>> begin EXERCISE DATA
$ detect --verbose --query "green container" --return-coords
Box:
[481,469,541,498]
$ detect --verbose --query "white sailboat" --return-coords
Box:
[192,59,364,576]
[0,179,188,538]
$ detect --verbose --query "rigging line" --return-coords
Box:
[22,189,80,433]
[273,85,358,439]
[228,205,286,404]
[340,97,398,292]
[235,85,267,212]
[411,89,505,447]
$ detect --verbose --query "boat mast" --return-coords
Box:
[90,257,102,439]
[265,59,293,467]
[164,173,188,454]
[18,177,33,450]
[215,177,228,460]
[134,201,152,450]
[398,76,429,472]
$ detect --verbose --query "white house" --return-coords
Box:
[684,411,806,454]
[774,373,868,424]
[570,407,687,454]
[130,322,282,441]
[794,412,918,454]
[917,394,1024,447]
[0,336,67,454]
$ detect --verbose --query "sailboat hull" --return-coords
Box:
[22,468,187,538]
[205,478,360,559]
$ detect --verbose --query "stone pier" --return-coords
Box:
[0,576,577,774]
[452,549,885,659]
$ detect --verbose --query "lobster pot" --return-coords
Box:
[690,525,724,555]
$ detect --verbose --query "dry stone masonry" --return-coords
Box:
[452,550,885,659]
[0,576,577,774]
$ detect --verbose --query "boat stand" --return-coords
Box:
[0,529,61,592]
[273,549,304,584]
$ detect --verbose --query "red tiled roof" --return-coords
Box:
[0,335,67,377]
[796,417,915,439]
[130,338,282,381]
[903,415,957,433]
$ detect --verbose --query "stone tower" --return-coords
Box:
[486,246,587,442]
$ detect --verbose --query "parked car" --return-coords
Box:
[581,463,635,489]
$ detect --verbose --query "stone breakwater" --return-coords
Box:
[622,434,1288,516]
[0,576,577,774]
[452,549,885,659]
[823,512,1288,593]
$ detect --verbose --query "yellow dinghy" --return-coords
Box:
>> end EXERCISE DATA
EXERCISE OBJECTIVE
Convert the data from the start through the line containing "[690,525,724,555]" into a numbered list, leaving out blank lines.

FULL OUTPUT
1. $ detect --verbose --query "green container" --return-coords
2. Box:
3. [481,469,541,498]
4. $ detect --verbose --query "white sailboat" --return-coords
5. Box:
6. [192,59,364,576]
7. [0,179,188,538]
8. $ detect --verbose --query "rigging line" --return-coords
9. Box:
10. [22,189,80,433]
11. [273,85,358,439]
12. [228,205,286,404]
13. [340,97,398,292]
14. [235,85,267,212]
15. [411,89,505,447]
16. $ detect --verbose --query "boat mast" --return-coords
17. Box:
18. [90,257,102,439]
19. [265,59,293,467]
20. [164,173,188,454]
21. [18,177,33,450]
22. [215,177,228,460]
23. [134,201,152,450]
24. [398,76,429,472]
25. $ detect --verbose --query "white house" --return-coords
26. Box:
27. [684,411,806,454]
28. [774,373,868,424]
29. [570,407,687,454]
30. [130,322,282,441]
31. [794,412,918,454]
32. [917,394,1024,447]
33. [0,336,67,454]
34. $ detect --verbose --query "sailboat hull" --return-coords
35. Box:
36. [22,468,187,538]
37. [205,478,360,559]
38. $ detect --verbose --query "stone pier" --return-coords
39. Box:
40. [0,576,577,774]
41. [452,549,885,659]
42. $ detect --verbose --query "lobster pot" --return-coords
43. Box:
44. [690,525,724,555]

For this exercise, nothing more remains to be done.